>>>

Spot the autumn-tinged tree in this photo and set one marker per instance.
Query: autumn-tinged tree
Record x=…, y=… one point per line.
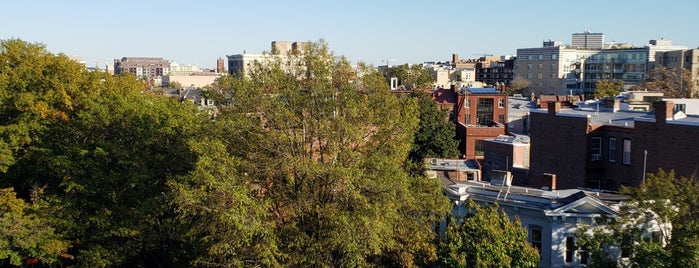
x=608, y=88
x=486, y=238
x=325, y=145
x=24, y=233
x=237, y=230
x=675, y=200
x=663, y=199
x=101, y=149
x=435, y=136
x=667, y=81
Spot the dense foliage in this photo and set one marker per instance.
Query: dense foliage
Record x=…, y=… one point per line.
x=435, y=136
x=486, y=238
x=305, y=166
x=672, y=82
x=608, y=88
x=663, y=199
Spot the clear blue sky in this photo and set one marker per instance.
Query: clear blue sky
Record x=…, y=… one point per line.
x=199, y=32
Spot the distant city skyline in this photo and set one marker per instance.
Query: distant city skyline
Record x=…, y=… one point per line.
x=375, y=32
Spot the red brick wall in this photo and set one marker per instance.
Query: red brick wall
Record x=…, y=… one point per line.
x=469, y=136
x=669, y=146
x=472, y=109
x=559, y=145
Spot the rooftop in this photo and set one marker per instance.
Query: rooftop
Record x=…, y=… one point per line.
x=526, y=196
x=626, y=118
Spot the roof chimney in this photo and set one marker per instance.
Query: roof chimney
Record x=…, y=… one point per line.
x=548, y=181
x=554, y=107
x=663, y=111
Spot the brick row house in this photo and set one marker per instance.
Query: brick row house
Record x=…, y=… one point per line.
x=480, y=114
x=605, y=150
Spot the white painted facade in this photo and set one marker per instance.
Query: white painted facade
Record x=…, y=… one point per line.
x=551, y=217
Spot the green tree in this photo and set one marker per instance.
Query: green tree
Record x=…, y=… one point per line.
x=326, y=147
x=25, y=234
x=435, y=136
x=101, y=149
x=486, y=238
x=108, y=169
x=664, y=199
x=608, y=88
x=667, y=81
x=675, y=200
x=237, y=231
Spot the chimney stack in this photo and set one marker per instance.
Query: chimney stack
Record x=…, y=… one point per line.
x=663, y=111
x=554, y=107
x=548, y=181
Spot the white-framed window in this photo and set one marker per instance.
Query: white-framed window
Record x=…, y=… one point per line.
x=596, y=148
x=535, y=237
x=570, y=249
x=611, y=154
x=626, y=157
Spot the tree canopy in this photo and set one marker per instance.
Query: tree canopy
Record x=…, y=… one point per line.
x=304, y=166
x=608, y=88
x=664, y=200
x=486, y=238
x=672, y=82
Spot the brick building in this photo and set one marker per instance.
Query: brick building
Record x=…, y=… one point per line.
x=509, y=153
x=147, y=67
x=480, y=113
x=605, y=149
x=495, y=71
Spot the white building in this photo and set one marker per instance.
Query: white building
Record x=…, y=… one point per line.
x=177, y=69
x=551, y=217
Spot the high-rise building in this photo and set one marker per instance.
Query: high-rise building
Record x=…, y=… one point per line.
x=588, y=40
x=559, y=69
x=220, y=66
x=148, y=67
x=241, y=63
x=688, y=60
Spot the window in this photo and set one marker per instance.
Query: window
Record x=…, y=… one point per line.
x=596, y=148
x=480, y=144
x=570, y=248
x=626, y=158
x=484, y=111
x=535, y=237
x=611, y=154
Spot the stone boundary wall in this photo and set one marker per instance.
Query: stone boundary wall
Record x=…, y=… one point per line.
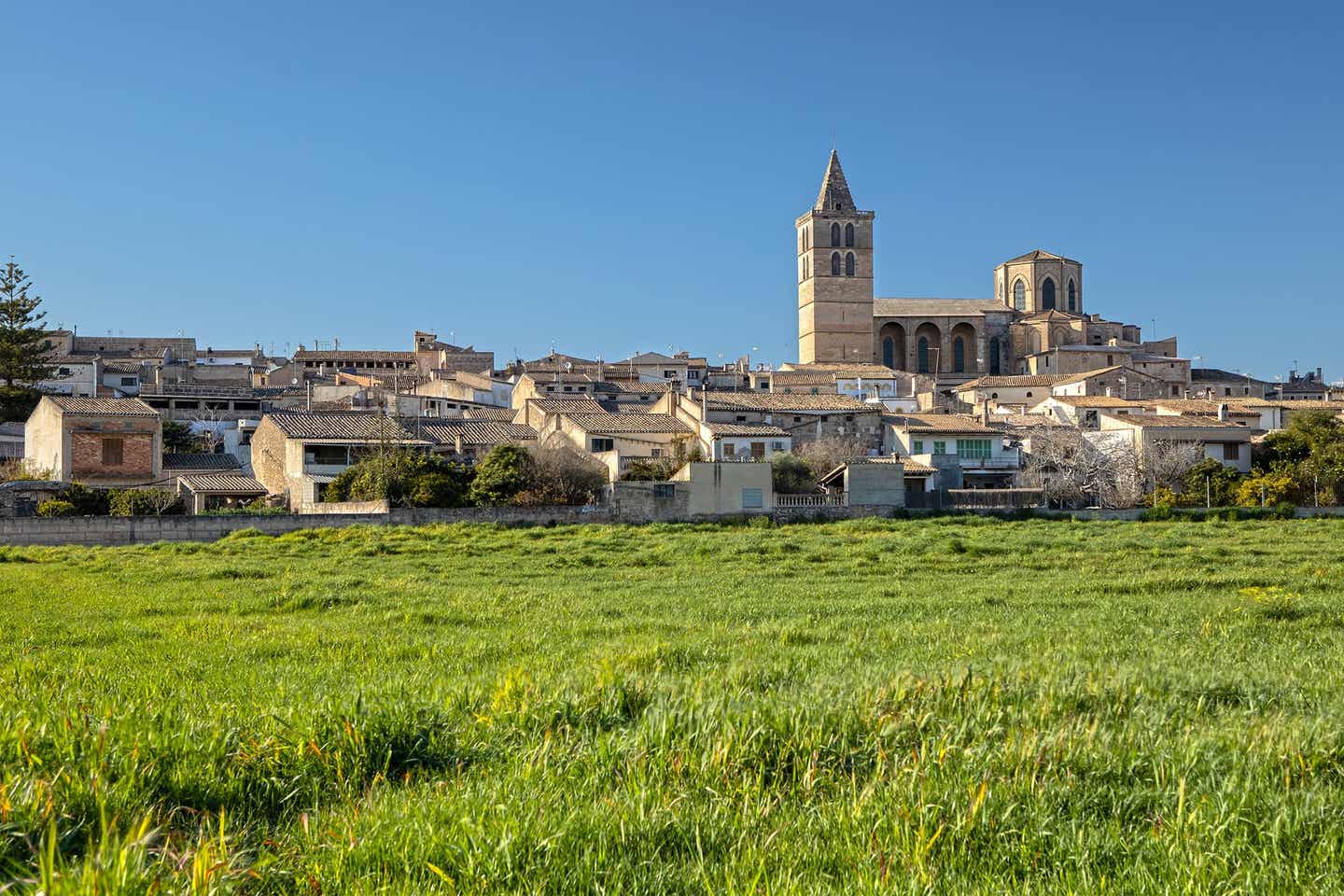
x=147, y=529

<<<

**Given task**
Transcribe all of the data above verbatim, line for line, and omit the pictures.

**Response to the task**
Spot the autumn-tinged tree in this photo and set one marker per instance.
Query: autumn-tinged tree
Record x=…, y=… one point per line.
x=608, y=88
x=486, y=238
x=325, y=145
x=24, y=233
x=237, y=230
x=675, y=200
x=663, y=199
x=101, y=149
x=435, y=136
x=667, y=81
Spot the dense foliage in this photo and set one marker per instance.
Query: dense foliage
Record x=…, y=… one point per line.
x=435, y=136
x=486, y=238
x=305, y=166
x=672, y=82
x=608, y=88
x=663, y=199
Spot the clear blue sky in this photo and set one marker per instance.
Query: clear blue sky
Record x=…, y=… one point per line.
x=199, y=32
Spot the distant city skyline in this photo and set one marker per instance.
Query: distant city skyline
Record x=…, y=… one point per line.
x=375, y=32
Spot the red brick wall in this photo and set one marker per instance.
Query: red brick wall
Record x=…, y=… one point per line.
x=469, y=136
x=669, y=146
x=472, y=109
x=559, y=145
Spot the rooftop in this photo and set one marker per instance.
Query: rooftop
Record x=…, y=… one point per line.
x=526, y=196
x=626, y=118
Spot the roof chimney in this photo and set one marker per instance.
Query: roof chimney
Record x=…, y=… one point per line.
x=548, y=181
x=554, y=107
x=663, y=111
Spot the brick row house in this photo and set one marker per instance.
Query: brick row house
Record x=…, y=… one point per line.
x=480, y=114
x=605, y=150
Spot the white painted facade in this photo and set one marker per instance.
Query: white painted facade
Record x=…, y=… one point per line.
x=551, y=217
Spot the green tree in this photo and set one marker per instance.
Query: green tree
Record x=…, y=… one point per line.
x=326, y=147
x=25, y=234
x=435, y=136
x=101, y=149
x=486, y=238
x=108, y=169
x=664, y=199
x=608, y=88
x=667, y=81
x=675, y=200
x=237, y=231
Spot the chimney stack in this photo and set one marker per instance.
Query: chimney stack
Record x=…, y=… one point per line.
x=663, y=111
x=554, y=107
x=548, y=181
Spot the white-framed window in this photo and set one marker per instance.
Query: white-framed window
Record x=…, y=… one point per line.
x=596, y=148
x=535, y=237
x=570, y=249
x=611, y=154
x=626, y=157
Spot the tree canopy in this photo and set one marker per instance.
Query: tree canopy
Record x=…, y=… one point per line.
x=304, y=166
x=608, y=88
x=664, y=200
x=486, y=238
x=672, y=82
Spot the brick building in this photo and set one marker per instance.
Query: brick building
Record x=…, y=… one point per line.
x=509, y=153
x=147, y=67
x=480, y=113
x=605, y=149
x=495, y=71
Spot the white building in this photo and set one marker per instance.
Query: white building
Record x=…, y=… one point per line.
x=177, y=69
x=551, y=217
Spot the high-rise building in this photo and set one marker per instance.
Query: high-rise building
Record x=…, y=… one point per line.
x=588, y=40
x=559, y=69
x=220, y=66
x=148, y=67
x=241, y=63
x=688, y=60
Spot the window in this photo and set one marker per instance.
Query: window
Record x=…, y=… one point per line.
x=596, y=148
x=480, y=144
x=570, y=248
x=626, y=158
x=484, y=111
x=535, y=237
x=611, y=154
Spot the stone boundary wall in this photo and set one marker per instance.
Query: stone boundary wall
Record x=…, y=… one point per line.
x=147, y=529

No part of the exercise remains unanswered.